● Challenge: Please reproduce the rows below word for word, starting at the line holding "For every instance of the woman in light" and continuing through the last of the rows, both ends included.

● Provided data:
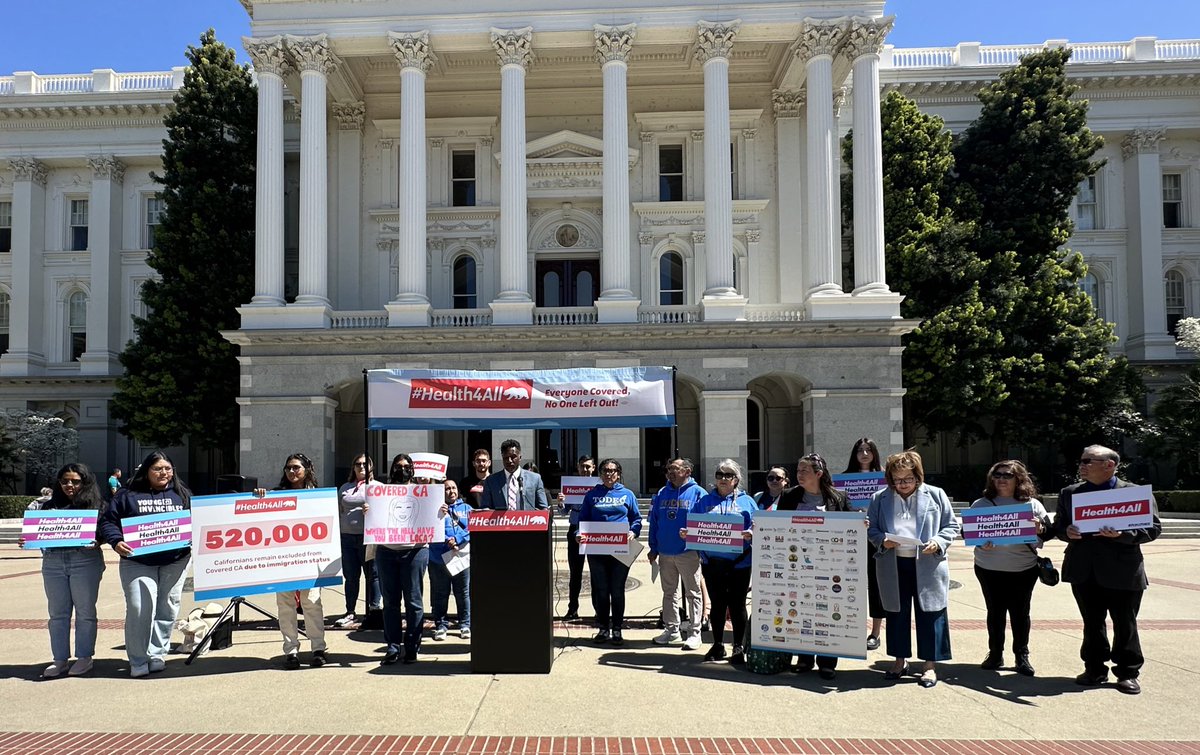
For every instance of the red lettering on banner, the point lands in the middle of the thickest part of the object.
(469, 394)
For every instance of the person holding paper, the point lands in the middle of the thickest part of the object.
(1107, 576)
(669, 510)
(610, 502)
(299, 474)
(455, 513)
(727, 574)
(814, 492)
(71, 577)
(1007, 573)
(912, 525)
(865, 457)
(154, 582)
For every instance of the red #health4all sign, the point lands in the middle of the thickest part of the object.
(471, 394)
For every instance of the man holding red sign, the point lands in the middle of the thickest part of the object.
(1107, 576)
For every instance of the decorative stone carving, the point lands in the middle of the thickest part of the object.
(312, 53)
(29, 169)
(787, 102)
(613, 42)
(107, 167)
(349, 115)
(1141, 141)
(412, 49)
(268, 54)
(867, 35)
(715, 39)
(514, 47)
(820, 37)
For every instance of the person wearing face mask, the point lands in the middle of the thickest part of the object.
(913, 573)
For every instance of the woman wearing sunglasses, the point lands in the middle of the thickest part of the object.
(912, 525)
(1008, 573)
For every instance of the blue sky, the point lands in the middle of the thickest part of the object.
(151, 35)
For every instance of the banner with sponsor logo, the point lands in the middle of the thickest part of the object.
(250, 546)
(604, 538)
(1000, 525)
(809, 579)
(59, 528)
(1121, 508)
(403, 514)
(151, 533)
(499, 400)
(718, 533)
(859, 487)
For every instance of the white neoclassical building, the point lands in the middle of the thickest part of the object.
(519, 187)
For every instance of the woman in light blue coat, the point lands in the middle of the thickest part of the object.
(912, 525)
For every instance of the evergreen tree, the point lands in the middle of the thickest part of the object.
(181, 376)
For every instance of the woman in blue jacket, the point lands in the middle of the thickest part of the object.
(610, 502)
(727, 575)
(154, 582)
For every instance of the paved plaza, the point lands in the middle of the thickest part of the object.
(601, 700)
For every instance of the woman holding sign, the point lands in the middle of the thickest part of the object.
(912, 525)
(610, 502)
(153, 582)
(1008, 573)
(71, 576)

● Response below:
For every instance of the woman in light blue coat, the point lands in the middle of the thickest part of the object.
(912, 525)
For every instance of the evergreen tree, the point lands in the middle of the thickest part of the object.
(181, 376)
For every instance of the woman in blue jacket, the point lands in the middle of the thickest part of the object.
(610, 502)
(727, 575)
(154, 582)
For every instance of the paved plaza, the point lands in the middle of the thickest part of the object.
(601, 700)
For every instance of the woman holding sign, the point lands in the middle of the thickest part of the object.
(912, 525)
(610, 502)
(153, 582)
(1008, 573)
(71, 576)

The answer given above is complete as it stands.